GIVEN TASK.
Copy out the following lines word for word, with no changes.

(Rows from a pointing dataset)

__________

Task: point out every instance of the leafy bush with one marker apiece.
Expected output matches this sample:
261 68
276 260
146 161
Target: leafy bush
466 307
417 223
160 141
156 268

__________

RESULT OF THIS EXERCISE.
Task: point out every instance of the leafy bush with one marker apiece.
Expected output matches this sample:
261 68
276 260
146 161
Target: leafy bush
466 307
417 223
160 141
156 268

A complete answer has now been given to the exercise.